■ MATERIAL DE TRABAJO ■
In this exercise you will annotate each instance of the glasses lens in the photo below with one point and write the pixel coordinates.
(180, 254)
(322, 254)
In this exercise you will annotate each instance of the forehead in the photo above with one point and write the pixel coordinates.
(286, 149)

■ OBJETIVO DEL EJERCICIO ■
Expresa como una lista JSON de cadenas las líneas de las entradas que van desde la que contiene "In this exercise you will annotate each instance of the forehead" hasta el final, con ambos extremos incluidos. Cada línea debe ser una cadena, y las líneas en blanco quedan fuera.

■ LA SOLUCIÓN ■
[
  "In this exercise you will annotate each instance of the forehead in the photo above with one point and write the pixel coordinates.",
  "(286, 149)"
]